OBJETIVO: Por favor, escreva a continuação da resenha sobre o livro da Odebrecht, começando logo após a última frase apresentada.

TRECHO FORNECIDO:
───

AS ENTRANHAS DA CORRUPÇÃO

Ao contar a história de ascensão e queda da Odebrecht, a jornalista Malu Gaspar joga luzes sobre as relações promíscuas entre empresários e políticos

O Livro: A ORGANIZAÇÃO – A ODEBRECHT E O ESQUEMA DE CORRUPÇÃO QUE CHOCOU O MUNDO. De Malu Gaspar. Cia. das Letras, 639 páginas, R$ 60,00 (R$ 30,00 e-book), em média

 

No momento em que os condenados na Operação Lava-Jato se aproveitam do desmantelamento da força-tarefa que levou corruptos e corruptores para a cadeia, nenhum livro poderia ser mais oportuno do que A ORGANIZAÇÃO, de Malu Gaspar. Com o subtítulo A ODEBRECHT E O ESQUEMA DE CORRUPÇÃO QUE CHOCOU O MUNDO, A ORGANIZAÇÃO não é uma ode à Lava-Jato, como alguns livros de ocasião, publicados nos últimos anos. Vale-se dela como insumo para compor um retrato das relações promíscuas entre empresários e políticos para conquistar contratos em troca de propina para financiamento de campanhas ou enriquecimento fácil.

 

Uma das repórteres mais respeitadas do Brasil, Malu já tinha dado provas de seu talento para desnudar esquemas que vicejam no submundo da economia e da política com TUDO OU NADA – EIKE BATISTA E A VERDADEIRA HISTÓRIA DO GRUPO X (Record, 2014). Para escrever A ORGANIZAÇÃO, foram três anos de trabalho. As delações da Odebrecht e de outras empreiteiras serviram de ponto de partida. Malu examinou montanhas de documentos (só as notas de rodapé vão da página 563 a 618), escutou gravações, debruçou-se sobre o conteúdo de quebras de sigilo bancário, fiscal, telefônico e telemático e ouviu mais de 120 pessoas, entre executivos, familiares, delatores, concorrentes, parceiros de negócios, políticos, advogados e investigadores de variadas instâncias.

───

(Entradas de indicação de objetos nomeados)
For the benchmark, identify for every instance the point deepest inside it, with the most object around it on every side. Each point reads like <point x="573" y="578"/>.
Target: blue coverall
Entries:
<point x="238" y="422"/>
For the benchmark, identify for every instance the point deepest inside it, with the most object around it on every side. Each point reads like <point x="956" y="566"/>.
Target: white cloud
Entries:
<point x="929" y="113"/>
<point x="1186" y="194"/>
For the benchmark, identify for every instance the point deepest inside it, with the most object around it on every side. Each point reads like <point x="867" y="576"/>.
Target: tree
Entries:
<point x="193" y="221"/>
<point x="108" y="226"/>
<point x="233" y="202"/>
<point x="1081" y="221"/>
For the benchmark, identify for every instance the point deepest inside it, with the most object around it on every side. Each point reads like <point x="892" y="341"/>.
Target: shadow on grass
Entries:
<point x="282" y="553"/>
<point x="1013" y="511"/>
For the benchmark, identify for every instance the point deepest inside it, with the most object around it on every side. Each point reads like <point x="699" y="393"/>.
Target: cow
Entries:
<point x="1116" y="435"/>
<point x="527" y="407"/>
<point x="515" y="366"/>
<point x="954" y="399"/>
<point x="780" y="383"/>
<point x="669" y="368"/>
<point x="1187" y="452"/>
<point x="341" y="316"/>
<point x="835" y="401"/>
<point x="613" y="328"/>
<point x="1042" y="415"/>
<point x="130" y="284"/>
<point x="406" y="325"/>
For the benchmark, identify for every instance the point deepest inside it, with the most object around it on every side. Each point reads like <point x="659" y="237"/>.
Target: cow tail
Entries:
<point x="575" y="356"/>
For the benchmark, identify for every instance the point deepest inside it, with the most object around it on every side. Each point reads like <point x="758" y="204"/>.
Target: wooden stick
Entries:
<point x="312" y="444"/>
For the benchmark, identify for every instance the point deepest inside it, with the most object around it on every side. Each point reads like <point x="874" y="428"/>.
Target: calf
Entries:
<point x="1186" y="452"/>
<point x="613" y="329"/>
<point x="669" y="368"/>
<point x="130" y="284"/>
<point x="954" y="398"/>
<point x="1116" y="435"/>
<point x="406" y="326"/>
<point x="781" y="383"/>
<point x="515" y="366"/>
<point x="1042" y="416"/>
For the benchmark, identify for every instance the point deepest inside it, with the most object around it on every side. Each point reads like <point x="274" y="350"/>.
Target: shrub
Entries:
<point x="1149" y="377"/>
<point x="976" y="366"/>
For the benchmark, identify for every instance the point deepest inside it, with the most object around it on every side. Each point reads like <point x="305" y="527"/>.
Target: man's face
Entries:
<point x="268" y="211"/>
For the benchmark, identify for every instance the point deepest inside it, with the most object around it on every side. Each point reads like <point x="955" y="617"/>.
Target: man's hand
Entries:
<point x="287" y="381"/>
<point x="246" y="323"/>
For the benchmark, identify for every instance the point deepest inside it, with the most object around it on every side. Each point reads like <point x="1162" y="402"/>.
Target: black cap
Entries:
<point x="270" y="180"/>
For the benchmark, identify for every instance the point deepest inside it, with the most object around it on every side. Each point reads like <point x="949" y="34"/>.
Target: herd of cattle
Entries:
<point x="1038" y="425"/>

───

RESPOSTA DO EXERCÍCIO:
 

Construído de forma engenhosa para prender o leitor mesmo quando mergulha em trechos mais áridos, A ORGANIZAÇÃO é uma espécie de três em um: A história da Odebrecht, a biografia do príncipe destronado Marcelo Odebrecht e as maracutaias em que a empresa se envolveu e que se transformaram na sua ruína com a Lava-jato. As três histórias se entrelaçam numa arquitetura digna dos melhores autores de ficção, mas Malu é repórter e a matéria-prima com a qual trabalha é realidade em estado puro, ainda que pareça surrealismo ou realismo fantástico.

 

A história da Odebrecht é repleta de conquistas e realizações, sonhos ousados, metas ambiciosas e trambiques que não começaram no governo Lula, como pode parecer a quem descobriu a existência de corrupção a partir da Lava-Jato. Nas fundações do império nascido na Bahia já aparecem sinais de relações promíscuas com o poder, que chegaram ao ápice no reinado do PT, se expandiram pela América Latina e pela África e culminaram com a mãe de todas as delações premiadas, depois da prisão de Marcelo e dos principais executivos do grupo.

 

Marcelo e sua relação tempestuosa com o pai, Emilio, ocupam parte substancial do livro e pontuam os capítulos mais interessantes para quem gosta de mergulhar na alma dos personagens. Tão diferentes no temperamento (pai extrovertido, filho sorumbático), os dois travam uma guerra que lembra as tragédias gregas, ainda que só metaforicamente o filho "mate" o pai.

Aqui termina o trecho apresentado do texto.